* _EXTRACT PROVIDED_
####

Comics is a two-part British television miniseries, written and created by Lynda La Plante, that broadcast on Channel 4 in June 1993. Adapted from La Plante's novel of the same name, the series stars Tim Guinee as Johnny Lazar, a down-and-out American comedian who tries to regain his status as an international superstar by embarking on a tour of working men's clubs and universities in England. But on his first night, Johnny is witness to a gangland murder and finds himself having to go on the run as he becomes the target of hit men who want to eliminate any chance of them being identified.

The series also stars Danny Webb as Lazar's agent, Brian Duffield; Lennie James as Delroy Smith, a local delinquent whom the police suspect committed the murder; and Michelle Fairley as Nula O'Reilly, Duffield's girlfriend and a fellow comic who grows close to Johnny. The series was directed by Diarmuid Lawrence, produced by Verity Lambert via her own production company, Cinema Verity, and features a number of notable cameo appearances, including the likes of Michael Aspel and The Wildhearts. Comic material used in the series was co-written by Jenny Eclair. The complete series was released on DVD via Simply Media on 21 May 2018.

####

* _WRITTEN TASKS_
A. In the text about the miniseries Comics, who plays Johnny Lazar's agent, Brian Duffield?
B. Go on with the text about the miniseries Comics from the point where it stops.

####

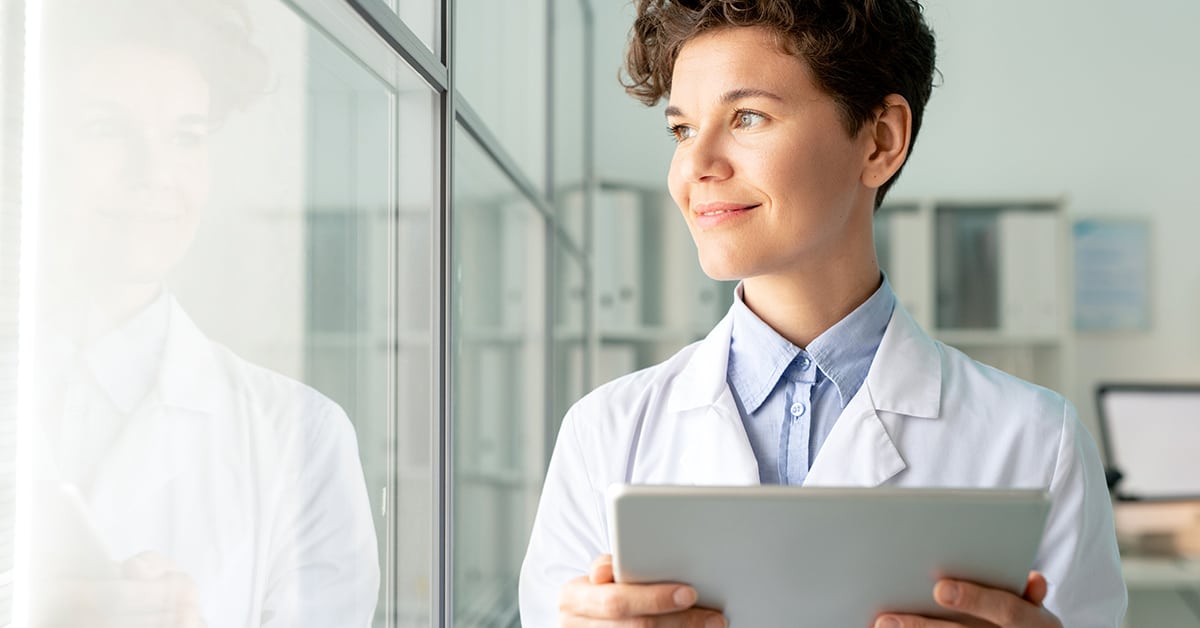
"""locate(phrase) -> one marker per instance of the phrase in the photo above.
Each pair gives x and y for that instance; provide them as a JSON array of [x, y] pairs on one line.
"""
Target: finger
[[911, 621], [1000, 608], [581, 598], [1036, 588], [601, 569], [688, 618]]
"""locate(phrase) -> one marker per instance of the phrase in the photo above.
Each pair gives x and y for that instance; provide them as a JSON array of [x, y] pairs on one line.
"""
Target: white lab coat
[[249, 482], [927, 416]]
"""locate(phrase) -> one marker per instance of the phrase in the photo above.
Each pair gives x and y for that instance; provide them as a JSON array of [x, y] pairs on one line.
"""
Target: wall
[[1074, 97]]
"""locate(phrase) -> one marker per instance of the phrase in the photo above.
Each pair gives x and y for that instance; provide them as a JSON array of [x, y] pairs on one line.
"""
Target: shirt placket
[[796, 434]]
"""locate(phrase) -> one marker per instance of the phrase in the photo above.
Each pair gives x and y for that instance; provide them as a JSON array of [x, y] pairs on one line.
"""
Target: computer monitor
[[1151, 435]]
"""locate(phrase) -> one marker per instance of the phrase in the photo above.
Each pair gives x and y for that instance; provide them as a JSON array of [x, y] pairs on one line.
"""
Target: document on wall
[[1111, 275]]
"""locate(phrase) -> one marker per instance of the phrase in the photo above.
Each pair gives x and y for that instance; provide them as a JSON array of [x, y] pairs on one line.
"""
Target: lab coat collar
[[190, 368], [171, 432], [905, 378], [906, 374], [702, 380]]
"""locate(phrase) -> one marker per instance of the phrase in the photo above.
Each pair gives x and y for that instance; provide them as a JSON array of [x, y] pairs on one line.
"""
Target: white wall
[[1089, 100]]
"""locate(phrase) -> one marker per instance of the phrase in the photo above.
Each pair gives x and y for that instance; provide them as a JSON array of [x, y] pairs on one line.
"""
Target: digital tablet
[[821, 556]]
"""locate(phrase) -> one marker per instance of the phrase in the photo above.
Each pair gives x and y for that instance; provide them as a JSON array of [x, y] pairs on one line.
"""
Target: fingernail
[[949, 593], [685, 597]]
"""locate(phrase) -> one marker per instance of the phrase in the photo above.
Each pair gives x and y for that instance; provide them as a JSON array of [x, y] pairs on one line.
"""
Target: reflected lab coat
[[925, 416], [249, 482]]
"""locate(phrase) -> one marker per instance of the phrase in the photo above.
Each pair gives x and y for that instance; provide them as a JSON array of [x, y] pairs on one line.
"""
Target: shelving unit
[[651, 297], [987, 276]]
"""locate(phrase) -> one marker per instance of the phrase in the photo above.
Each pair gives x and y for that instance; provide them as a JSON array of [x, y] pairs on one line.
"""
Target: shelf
[[501, 477], [1150, 572], [982, 338], [649, 334]]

####

* _RESULTS IN ORDER_
A. Danny Webb

B.
Cast
 Tim Guinee as Johnny Lazar
 Danny Webb as Brian Duffield 
 Lennie James as Delroy Smith 
 Michelle Fairley as Nula O'Reilly 
 Frank Grimes as D.C.I. Kelly 
 Christopher Fulford as Nigel Perfect
 Graham Fellows as Graham Redcar 
 Jenny Galloway as Rebecca 
 Alex Norton as Haggis 
 Terry O'Neill	as Peter Moreno
 Stephen Greif as Anthony Fratelli 
 Joe Dixon as Harper Knowles 
 Steve Nicolson as D.I. Cloaks 
 Colin Wyatt as D.I. Shawley 
 Johanna Benyon as Felix 
 Lou Hirsch as Morris Feldman
 Michael Gardiner as Supt. Jackson
 Cassandra Holliday as Lucinda
 Richard Ridings as Tommy Karr 
 Kevin Williams as Alex Cornwall

Episodes

Releases

Comics has been released on DVD in 2018 by Simply Media.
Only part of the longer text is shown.